→ **TEXT SECTION**:
================================

Moerus Capital Management and Stanlib, which collectively hold 2% of Hammerson’s shares, also oppose Lighthouse.

In a letter published in Hammerson’s annual report, Lighthouse had said it did “not have confidence in the Hammerson board as currently constituted, having regard to the operational and strategic weaknesses reflected in Hammerson”.

Mr de Beer, who quit the company’s board last October, expressed unhappiness at its record of reducing administration costs.

“Relative to the size of its managed portfolio, Hammerson’s administration costs have increased and objectively are high,” Lighthouse said.

“This is a matter Hammerson can rectify in the short term through disciplined management,” it added.

Lighthouse added that Hammerson, led by CEO Rita-Rose Gagne, had shifted its focus “away from its core proposition as a retail REIT [real estate investment trust]”.

“Despite owning world-class malls which continue to perform well, Hammerson trades at a discount to net asset value of over 50%,” it added.

It wants Hammerson to sell its stake in Value Retail, which operates the Bicester Village flagship retail destination.

================================

Excerpt from a data file:
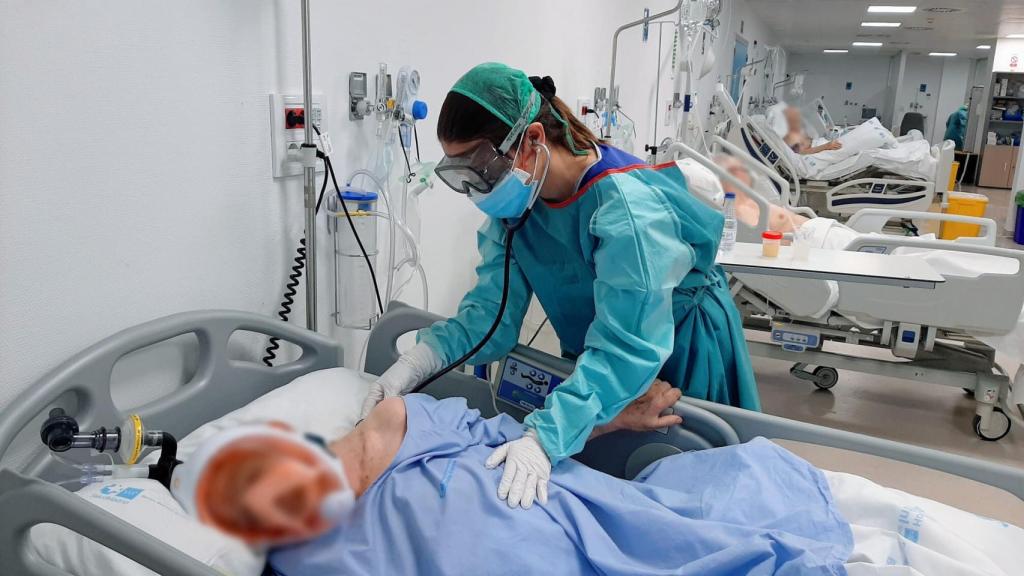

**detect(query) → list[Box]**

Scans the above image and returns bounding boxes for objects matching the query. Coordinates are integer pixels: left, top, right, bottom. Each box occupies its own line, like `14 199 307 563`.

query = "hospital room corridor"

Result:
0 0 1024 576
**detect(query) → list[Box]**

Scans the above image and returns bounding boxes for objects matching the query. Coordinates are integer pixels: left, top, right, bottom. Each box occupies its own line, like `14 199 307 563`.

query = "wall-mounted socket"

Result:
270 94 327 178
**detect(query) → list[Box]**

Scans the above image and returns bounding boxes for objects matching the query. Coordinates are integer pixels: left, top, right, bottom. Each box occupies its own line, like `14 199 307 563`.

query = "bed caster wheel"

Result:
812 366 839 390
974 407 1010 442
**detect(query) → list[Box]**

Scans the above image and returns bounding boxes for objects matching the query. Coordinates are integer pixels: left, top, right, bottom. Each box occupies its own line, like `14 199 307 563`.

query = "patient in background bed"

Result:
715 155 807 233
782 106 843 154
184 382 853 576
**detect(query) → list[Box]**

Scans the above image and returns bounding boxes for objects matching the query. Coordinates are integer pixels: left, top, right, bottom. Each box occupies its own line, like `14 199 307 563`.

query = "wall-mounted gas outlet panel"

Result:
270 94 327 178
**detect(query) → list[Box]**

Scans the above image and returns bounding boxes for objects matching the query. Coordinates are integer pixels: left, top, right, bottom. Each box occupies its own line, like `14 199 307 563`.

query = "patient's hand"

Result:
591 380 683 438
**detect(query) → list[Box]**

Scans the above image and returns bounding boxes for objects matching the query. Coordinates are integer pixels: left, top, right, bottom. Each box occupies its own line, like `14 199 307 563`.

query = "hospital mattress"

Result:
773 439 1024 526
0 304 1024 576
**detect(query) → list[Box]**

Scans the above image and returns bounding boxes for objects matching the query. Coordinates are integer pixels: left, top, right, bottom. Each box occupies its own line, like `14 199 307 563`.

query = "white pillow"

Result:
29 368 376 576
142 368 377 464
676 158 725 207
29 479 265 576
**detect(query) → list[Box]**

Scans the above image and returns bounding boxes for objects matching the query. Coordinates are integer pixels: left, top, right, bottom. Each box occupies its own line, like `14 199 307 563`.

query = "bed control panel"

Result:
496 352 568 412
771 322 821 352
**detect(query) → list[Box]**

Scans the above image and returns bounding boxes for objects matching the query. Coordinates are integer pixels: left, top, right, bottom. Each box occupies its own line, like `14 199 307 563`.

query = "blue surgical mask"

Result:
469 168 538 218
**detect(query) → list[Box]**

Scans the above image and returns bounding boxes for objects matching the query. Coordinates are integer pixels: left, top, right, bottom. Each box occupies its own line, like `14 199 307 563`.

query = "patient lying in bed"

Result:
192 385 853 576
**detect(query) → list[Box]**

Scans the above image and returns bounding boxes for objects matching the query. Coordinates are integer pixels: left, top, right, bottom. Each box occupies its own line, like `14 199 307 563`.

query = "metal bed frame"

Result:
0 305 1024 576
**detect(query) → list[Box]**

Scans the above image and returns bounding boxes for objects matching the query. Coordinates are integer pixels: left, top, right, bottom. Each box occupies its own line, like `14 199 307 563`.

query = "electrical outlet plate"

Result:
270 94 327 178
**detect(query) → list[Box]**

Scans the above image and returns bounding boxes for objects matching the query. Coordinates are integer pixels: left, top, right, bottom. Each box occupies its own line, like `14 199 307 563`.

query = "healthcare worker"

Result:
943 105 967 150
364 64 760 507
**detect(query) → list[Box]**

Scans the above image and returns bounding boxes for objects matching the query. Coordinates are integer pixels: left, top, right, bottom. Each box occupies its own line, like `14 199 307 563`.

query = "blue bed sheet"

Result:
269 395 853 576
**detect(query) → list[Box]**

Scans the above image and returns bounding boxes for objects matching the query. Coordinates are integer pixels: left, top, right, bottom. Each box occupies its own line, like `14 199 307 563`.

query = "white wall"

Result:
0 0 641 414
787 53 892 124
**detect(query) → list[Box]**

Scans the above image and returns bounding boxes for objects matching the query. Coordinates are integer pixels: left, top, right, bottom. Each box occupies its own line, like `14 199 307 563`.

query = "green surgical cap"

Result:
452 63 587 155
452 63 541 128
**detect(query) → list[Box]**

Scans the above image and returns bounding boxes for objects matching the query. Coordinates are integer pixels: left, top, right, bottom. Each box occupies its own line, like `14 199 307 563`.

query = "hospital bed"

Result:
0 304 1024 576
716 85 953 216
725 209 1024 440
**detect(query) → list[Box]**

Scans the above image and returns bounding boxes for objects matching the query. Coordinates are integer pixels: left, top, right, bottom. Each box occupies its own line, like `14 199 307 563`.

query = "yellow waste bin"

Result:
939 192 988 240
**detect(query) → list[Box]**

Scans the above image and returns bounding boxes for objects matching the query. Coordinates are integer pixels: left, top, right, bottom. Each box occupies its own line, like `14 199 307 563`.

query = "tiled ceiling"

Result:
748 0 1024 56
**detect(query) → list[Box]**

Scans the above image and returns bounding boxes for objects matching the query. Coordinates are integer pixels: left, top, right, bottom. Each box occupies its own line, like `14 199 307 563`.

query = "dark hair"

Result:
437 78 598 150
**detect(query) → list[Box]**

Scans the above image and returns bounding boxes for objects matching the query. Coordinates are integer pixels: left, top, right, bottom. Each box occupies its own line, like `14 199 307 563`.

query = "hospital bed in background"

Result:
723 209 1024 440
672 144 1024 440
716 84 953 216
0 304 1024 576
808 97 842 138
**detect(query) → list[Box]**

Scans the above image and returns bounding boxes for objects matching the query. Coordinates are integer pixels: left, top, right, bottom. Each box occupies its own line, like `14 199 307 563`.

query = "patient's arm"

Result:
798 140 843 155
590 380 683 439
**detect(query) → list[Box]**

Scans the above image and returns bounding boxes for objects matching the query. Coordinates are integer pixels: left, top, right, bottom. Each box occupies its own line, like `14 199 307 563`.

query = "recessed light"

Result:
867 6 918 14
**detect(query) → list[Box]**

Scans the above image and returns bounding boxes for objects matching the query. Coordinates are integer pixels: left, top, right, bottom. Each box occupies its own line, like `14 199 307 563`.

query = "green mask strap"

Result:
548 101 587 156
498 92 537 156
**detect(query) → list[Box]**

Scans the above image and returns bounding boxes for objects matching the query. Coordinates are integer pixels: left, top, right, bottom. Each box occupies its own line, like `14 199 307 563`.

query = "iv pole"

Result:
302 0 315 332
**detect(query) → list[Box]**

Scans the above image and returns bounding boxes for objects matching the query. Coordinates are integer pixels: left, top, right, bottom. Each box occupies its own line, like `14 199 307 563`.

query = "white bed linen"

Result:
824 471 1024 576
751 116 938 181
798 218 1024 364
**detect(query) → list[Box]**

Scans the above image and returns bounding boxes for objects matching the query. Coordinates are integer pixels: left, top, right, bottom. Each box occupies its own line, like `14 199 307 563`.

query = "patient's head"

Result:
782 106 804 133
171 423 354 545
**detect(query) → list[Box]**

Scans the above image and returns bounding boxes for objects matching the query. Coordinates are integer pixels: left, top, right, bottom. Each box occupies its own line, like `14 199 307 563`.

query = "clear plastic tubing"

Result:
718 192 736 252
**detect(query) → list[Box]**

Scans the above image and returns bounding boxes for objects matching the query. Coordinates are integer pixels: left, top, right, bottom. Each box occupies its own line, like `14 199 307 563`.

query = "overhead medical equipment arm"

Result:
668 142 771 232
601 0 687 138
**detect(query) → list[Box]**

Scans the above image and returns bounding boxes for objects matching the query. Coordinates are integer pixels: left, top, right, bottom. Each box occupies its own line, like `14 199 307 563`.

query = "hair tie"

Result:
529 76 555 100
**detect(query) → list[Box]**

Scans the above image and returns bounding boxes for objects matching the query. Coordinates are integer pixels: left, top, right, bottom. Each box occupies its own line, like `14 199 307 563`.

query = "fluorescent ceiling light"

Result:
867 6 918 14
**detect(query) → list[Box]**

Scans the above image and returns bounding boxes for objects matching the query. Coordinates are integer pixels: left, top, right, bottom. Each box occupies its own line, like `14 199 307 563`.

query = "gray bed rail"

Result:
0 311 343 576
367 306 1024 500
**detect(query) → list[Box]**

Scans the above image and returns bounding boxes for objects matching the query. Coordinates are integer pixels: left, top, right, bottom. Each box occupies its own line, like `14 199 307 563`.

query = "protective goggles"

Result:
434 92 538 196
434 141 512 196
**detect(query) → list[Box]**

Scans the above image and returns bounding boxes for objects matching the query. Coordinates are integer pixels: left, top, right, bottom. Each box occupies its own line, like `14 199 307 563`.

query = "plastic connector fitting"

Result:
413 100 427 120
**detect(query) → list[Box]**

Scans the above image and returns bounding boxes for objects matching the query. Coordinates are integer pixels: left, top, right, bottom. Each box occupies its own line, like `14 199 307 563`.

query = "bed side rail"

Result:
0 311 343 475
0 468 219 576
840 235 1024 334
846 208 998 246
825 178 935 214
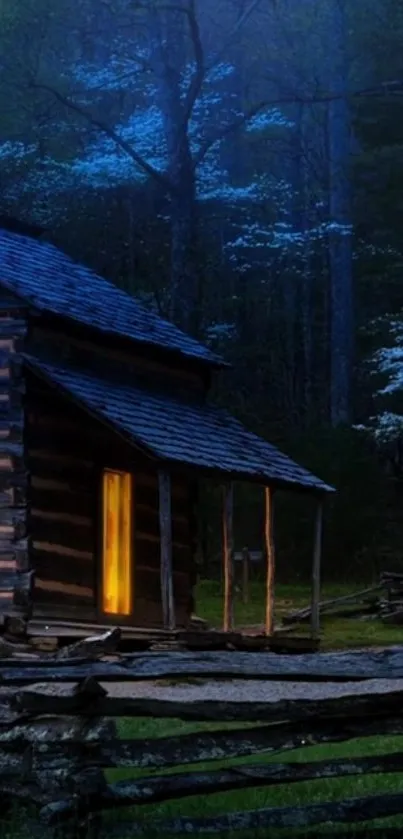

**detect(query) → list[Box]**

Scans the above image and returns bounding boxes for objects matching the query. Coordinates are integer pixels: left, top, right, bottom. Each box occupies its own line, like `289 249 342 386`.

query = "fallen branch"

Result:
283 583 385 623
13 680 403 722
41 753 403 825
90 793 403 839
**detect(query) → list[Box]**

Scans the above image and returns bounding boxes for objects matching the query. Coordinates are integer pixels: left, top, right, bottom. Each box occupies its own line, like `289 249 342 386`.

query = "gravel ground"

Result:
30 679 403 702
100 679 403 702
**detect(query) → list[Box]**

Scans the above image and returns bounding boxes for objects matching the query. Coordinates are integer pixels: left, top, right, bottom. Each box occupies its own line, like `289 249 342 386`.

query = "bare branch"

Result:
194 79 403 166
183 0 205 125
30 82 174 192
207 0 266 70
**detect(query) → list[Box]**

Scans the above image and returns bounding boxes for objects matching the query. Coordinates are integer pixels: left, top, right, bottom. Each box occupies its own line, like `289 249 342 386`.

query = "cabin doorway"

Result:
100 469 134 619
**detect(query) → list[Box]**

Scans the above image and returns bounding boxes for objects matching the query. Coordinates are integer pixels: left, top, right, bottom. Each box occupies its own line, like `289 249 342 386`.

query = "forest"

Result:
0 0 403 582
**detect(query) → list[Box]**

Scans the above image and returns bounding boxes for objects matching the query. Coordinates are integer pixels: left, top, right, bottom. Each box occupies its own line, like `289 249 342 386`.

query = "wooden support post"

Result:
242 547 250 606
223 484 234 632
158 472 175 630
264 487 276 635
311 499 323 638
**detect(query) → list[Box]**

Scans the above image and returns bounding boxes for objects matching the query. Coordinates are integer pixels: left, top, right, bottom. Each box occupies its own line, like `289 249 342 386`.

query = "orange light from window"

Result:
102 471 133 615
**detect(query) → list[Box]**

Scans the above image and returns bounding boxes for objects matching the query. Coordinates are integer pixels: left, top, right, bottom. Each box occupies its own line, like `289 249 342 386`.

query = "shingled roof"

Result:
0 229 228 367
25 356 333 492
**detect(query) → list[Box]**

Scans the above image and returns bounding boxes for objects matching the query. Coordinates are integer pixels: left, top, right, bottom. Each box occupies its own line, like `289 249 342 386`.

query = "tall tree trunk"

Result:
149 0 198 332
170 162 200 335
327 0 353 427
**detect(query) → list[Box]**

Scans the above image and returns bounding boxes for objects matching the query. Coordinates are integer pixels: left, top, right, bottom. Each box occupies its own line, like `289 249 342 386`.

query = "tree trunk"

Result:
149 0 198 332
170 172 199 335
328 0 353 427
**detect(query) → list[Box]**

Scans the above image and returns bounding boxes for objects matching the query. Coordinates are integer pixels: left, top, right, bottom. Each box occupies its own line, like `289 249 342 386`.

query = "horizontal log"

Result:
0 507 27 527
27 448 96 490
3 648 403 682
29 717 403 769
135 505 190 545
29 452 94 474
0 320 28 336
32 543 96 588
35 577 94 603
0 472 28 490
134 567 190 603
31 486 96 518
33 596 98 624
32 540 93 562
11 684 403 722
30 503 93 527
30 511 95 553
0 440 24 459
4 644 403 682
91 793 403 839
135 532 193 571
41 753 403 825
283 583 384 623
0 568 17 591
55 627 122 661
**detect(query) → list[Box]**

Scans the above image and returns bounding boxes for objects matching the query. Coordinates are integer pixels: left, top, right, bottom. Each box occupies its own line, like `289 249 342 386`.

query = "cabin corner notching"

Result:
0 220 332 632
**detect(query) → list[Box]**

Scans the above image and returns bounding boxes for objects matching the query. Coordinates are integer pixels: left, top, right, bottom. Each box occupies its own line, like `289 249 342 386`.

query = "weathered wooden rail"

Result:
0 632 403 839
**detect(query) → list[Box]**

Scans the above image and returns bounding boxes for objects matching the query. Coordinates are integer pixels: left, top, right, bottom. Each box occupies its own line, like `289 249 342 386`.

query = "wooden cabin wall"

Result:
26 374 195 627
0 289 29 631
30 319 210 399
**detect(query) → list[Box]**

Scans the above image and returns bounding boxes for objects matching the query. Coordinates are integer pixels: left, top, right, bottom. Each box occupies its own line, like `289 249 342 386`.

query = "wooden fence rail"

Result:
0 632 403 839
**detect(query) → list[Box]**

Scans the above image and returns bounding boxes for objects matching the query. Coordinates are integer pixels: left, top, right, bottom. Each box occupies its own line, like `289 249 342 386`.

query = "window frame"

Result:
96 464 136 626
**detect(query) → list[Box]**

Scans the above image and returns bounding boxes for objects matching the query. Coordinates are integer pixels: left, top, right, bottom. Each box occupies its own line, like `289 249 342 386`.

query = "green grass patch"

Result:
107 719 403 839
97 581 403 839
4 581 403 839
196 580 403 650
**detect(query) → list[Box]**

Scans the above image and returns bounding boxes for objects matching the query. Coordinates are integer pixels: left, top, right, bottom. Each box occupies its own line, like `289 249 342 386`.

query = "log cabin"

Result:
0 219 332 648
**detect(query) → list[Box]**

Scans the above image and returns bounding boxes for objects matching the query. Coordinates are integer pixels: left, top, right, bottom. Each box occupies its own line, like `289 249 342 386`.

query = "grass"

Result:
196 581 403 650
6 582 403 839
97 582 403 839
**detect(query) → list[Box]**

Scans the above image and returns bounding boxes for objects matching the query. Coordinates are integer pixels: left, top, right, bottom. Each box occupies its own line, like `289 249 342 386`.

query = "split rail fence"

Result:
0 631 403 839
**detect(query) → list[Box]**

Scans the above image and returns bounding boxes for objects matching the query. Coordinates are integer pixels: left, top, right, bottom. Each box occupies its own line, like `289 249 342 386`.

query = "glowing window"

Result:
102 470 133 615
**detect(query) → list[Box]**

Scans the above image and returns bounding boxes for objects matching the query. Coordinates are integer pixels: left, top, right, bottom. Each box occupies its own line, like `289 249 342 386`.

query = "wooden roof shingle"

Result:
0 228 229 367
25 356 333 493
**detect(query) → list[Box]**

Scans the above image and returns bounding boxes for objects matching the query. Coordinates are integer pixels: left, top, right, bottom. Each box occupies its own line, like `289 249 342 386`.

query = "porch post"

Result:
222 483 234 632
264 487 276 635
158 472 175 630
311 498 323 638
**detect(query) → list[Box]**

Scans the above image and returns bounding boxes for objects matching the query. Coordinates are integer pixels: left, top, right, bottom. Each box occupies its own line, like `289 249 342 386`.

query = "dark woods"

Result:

================================

→ **REQUIRED TASK 1**:
Answer these questions from the passage about Hammerson:
(a) What share of Hammerson's shares do Moerus Capital Management and Stanlib hold together?
(b) When did Mr de Beer leave the company's board?
(c) What flagship retail destination does Value Retail operate?
→ **REQUIRED TASK 2**:
Retype part of the passage about Hammerson. Begin at the words "Mr de Beer, who" and stop after "flagship retail destination.".
→ **REQUIRED TASK 3**:
Continue the passage about Hammerson, picking up after its final sentence.
These records have no connection to the passage about Hammerson.

→ **EXERCISE RESPONSE 1**:
(a) 2%
(b) Last October
(c) Bicester Village

→ **EXERCISE RESPONSE 2**:
Mr de Beer, who quit the company’s board last October, expressed unhappiness at its record of reducing administration costs.

“Relative to the size of its managed portfolio, Hammerson’s administration costs have increased and objectively are high,” Lighthouse said.

“This is a matter Hammerson can rectify in the short term through disciplined management,” it added.

Lighthouse added that Hammerson, led by CEO Rita-Rose Gagne, had shifted its focus “away from its core proposition as a retail REIT [real estate investment trust]”.

“Despite owning world-class malls which continue to perform well, Hammerson trades at a discount to net asset value of over 50%,” it added.

It wants Hammerson to sell its stake in Value Retail, which operates the Bicester Village flagship retail destination.

→ **EXERCISE RESPONSE 3**:
Lighthouse said it would vote against the re-election of “at least” two of Hammerson’s non-executives at the AGM in early May, and has nominated Nick Hughes and Craig Tate as replacement directors.

‘Unnecessary, distracting… destructive’

“Lighthouse’s proposals are unnecessary, distracting and value destructive. It is the Board’s view that neither nominee has the experience or skills that will be additive to our board and it would not be beneficial to appoint them,” a Hammerson spokesman said.

“The board is confident that the strategy and leadership team is the right one and our performance clearly demonstrates strong strategic, operational and financial progress,” he added.

It is not the first time that Hammerson has faced unrest from activist investors.

In 2018, Elliott Advisers took a stake in the company and pushed for assets sales, before reaching a compromise deal over the prospective reshaping of its board.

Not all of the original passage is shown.